_Text block_.
————

Functional hypothalamic amenorrhea is common among female athletes and may be difficult to treat. Restoration of menses (ROM) is crucial to prevent deleterious effects to skeletal and reproductive health.
To determine the natural history of menstrual disturbances in female college athletes managed with nonpharmacologic therapies including increased dietary intake and/or decreased exercise expenditure and to identify factors associated with ROM.
A 5-yr retrospective study of college athletes at a major Division I university.
373 female athletes’ charts were reviewed. For athletes with menstrual disturbances, morphometric variables were noted. Months to ROM were recorded for each athlete.

————

_Supplied entries_.
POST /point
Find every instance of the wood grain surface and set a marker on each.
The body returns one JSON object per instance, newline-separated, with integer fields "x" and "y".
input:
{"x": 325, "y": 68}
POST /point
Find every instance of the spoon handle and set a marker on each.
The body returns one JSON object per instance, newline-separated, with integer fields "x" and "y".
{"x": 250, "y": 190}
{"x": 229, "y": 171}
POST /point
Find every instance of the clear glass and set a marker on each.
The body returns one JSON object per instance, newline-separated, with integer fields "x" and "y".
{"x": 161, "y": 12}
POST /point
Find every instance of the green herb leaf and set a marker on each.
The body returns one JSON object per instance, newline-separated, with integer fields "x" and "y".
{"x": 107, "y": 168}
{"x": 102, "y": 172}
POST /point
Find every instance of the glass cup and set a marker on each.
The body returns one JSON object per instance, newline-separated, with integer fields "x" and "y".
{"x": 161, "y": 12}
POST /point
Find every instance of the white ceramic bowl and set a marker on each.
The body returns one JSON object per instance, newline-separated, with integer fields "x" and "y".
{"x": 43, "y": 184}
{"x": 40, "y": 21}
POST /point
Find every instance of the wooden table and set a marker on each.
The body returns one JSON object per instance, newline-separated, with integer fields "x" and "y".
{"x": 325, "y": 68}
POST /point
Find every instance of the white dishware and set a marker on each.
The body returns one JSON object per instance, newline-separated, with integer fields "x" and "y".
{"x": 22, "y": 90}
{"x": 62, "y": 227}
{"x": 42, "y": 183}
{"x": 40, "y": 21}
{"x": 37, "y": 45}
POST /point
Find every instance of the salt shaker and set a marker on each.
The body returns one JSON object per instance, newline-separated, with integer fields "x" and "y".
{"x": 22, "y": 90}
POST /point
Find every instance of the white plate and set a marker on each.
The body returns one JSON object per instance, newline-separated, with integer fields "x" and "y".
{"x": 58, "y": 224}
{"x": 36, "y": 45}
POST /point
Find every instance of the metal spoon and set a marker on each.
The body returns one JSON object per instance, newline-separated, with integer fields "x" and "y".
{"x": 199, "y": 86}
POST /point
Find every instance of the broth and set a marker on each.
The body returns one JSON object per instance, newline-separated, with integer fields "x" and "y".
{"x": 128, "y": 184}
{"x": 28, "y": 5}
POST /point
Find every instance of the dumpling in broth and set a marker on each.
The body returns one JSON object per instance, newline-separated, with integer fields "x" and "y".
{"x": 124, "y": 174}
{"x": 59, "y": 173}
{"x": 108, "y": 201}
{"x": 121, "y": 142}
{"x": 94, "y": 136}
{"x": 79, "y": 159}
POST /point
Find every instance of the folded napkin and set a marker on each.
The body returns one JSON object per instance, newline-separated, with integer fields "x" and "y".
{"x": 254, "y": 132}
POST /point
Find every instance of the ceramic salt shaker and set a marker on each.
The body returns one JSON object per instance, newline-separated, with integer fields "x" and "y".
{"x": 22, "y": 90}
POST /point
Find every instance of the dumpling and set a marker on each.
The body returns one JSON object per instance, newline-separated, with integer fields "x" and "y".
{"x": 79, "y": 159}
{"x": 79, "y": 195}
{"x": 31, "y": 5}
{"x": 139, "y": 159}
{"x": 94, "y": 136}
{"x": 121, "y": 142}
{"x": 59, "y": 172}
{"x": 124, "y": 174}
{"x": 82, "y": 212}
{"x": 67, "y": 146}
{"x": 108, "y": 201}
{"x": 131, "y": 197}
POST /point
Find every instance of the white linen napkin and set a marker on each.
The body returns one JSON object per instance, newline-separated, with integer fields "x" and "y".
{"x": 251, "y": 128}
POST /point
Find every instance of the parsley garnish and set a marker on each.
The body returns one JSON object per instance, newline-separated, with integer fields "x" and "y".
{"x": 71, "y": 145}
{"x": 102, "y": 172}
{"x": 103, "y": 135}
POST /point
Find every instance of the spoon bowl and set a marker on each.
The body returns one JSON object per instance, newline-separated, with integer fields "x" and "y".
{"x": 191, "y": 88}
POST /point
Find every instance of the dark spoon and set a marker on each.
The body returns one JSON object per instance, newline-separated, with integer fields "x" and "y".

————

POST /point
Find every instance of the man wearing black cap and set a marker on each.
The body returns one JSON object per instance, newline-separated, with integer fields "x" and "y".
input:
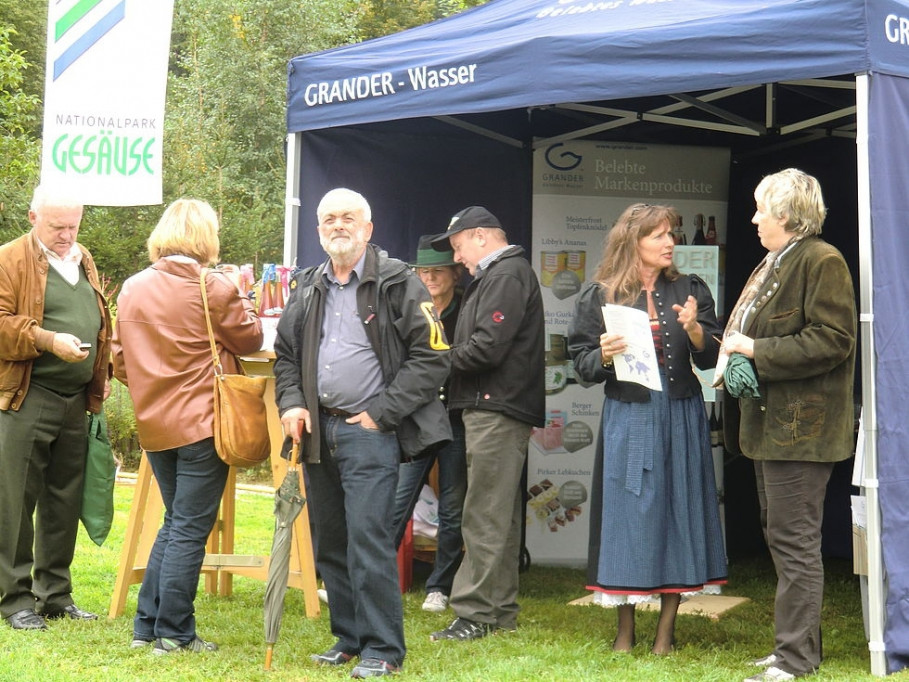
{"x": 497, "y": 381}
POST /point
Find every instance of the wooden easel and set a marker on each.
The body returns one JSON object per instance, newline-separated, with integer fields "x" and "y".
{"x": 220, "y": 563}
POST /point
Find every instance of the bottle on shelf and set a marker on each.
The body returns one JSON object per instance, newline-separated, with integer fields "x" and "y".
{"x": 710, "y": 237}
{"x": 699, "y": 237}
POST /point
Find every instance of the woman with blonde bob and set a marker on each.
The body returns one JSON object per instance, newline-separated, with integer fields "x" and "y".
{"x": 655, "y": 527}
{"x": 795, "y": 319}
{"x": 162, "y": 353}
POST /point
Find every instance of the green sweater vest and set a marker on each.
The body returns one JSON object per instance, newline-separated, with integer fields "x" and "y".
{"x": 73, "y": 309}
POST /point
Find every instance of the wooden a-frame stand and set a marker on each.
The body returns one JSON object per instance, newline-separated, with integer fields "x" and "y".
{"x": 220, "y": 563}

————

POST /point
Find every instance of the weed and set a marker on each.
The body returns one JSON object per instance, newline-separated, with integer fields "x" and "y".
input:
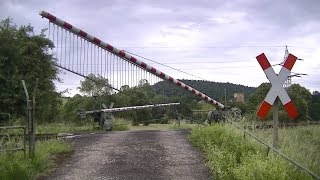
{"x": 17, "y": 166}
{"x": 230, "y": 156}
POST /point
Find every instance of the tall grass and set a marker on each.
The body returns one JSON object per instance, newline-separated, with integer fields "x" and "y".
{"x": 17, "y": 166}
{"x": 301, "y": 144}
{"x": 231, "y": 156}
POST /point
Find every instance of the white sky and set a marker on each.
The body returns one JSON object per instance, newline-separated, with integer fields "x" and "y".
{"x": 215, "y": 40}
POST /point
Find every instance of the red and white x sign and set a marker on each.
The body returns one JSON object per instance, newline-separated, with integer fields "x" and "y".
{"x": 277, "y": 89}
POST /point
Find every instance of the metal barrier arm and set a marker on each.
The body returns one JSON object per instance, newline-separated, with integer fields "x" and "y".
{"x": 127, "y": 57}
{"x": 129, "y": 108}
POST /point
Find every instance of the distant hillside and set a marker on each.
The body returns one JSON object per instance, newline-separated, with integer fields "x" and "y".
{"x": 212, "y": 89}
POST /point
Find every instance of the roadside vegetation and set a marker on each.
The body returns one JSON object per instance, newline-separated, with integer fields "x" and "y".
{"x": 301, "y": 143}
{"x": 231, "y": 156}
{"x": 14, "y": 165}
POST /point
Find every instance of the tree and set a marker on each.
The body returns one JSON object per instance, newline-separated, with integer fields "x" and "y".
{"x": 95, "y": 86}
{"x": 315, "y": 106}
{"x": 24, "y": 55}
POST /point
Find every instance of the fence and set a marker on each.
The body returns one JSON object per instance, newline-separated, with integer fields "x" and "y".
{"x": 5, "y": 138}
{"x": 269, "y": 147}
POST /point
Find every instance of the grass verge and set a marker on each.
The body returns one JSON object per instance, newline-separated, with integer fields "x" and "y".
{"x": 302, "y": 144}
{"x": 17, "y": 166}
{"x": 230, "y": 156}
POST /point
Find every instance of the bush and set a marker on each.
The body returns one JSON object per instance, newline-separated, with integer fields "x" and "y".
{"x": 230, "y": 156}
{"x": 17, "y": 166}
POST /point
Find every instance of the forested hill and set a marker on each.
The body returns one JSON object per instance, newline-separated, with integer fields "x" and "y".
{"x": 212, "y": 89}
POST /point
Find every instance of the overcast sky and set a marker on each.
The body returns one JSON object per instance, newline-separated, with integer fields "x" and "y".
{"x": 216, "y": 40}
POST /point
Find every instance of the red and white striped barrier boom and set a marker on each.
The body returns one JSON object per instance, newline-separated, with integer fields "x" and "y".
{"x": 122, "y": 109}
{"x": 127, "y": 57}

————

Continue the study abstract on menstrual disturbances in female college athletes, picking up after its last sentence. The listing has nothing to do with what comes next.

_Reply to the exercise_.
Fifty-one female athletes (19.7%) had menstrual disturbances (14.7% oligomenorrheic, 5.0% amenorrheic). In all, 17.6% of oligo-/amenorrheic athletes experienced ROM with nonpharmacologic therapy. Mean time to ROM among all athletes with menstrual disturbances was 15.6 ± 2.6 mo. Total absolute (5.3 ± 1.1 kg vs. 1.3 ± 1.1 kg, p < .05) and percentage (9.3% ± 1.9% vs. 2.3% ± 1.9%, p < .05) weight gain and increase in body-mass index (BMI; 1.9 ± 0.4 kg/m2 vs. 0.5 ± 0.4 kg/m2, p < .05) emerged as the primary differentiating characteristics between athletes with ROM and those without ROM. Percent weight gain was identified as a significant positive predictor of ROM, OR (95% CI) = 1.25 (1.01, 1.56), p < .05.
Nonpharmacologic intervention in college athletes with menstrual disturbances can restore regular menstrual cycles, although ROM may take more than 1 yr. Weight gain or an increase in BMI may be important predictors of ROM.